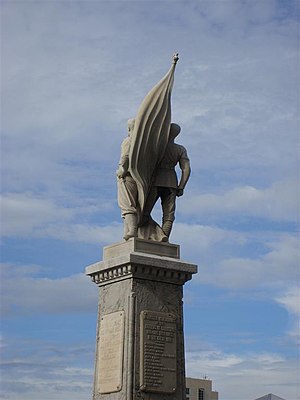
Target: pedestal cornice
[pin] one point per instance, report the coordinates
(137, 264)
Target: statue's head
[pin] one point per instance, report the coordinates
(130, 125)
(174, 131)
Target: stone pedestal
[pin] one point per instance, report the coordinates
(140, 346)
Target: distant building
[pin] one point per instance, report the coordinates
(200, 389)
(270, 396)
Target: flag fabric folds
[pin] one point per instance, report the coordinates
(151, 133)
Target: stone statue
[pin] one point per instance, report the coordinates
(147, 165)
(127, 189)
(165, 183)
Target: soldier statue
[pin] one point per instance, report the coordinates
(147, 164)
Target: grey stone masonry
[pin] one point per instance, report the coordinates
(139, 343)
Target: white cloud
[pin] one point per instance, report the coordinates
(29, 215)
(49, 370)
(233, 375)
(279, 202)
(277, 268)
(290, 300)
(72, 294)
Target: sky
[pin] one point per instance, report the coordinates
(72, 73)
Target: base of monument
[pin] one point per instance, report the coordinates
(140, 347)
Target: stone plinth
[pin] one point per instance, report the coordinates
(140, 346)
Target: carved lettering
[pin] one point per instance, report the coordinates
(158, 352)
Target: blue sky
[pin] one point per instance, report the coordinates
(73, 72)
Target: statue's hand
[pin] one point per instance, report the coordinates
(121, 172)
(179, 192)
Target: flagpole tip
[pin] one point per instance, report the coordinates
(175, 58)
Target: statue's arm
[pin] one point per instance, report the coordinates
(185, 167)
(124, 159)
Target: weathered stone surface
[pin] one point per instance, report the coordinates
(143, 246)
(142, 286)
(111, 350)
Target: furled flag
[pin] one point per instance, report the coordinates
(151, 133)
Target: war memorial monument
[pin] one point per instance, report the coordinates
(140, 341)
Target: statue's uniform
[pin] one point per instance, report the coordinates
(127, 189)
(165, 183)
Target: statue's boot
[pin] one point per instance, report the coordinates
(125, 226)
(167, 227)
(131, 222)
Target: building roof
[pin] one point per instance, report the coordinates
(270, 396)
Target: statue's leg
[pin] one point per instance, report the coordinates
(131, 222)
(168, 203)
(127, 199)
(150, 203)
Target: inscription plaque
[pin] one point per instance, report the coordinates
(110, 350)
(158, 369)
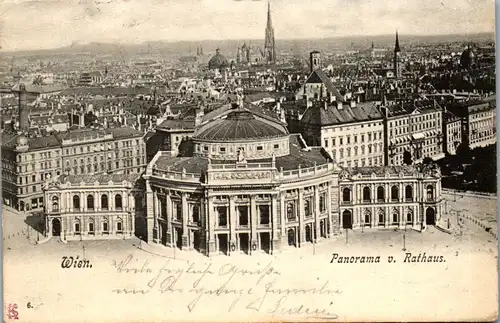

[Prompt] Output, exactly as they appear, the lines of the entries from the line containing "Target: statue's leg" through the end of the entries, both ends included. Leave out any pictures.

[Result of this exercise]
Target: statue's leg
[pin] one point per instance, report the coordinates
(131, 222)
(168, 203)
(127, 199)
(150, 203)
Target: inscription plaque
[pin] one point per instance, report the coordinates
(110, 350)
(158, 369)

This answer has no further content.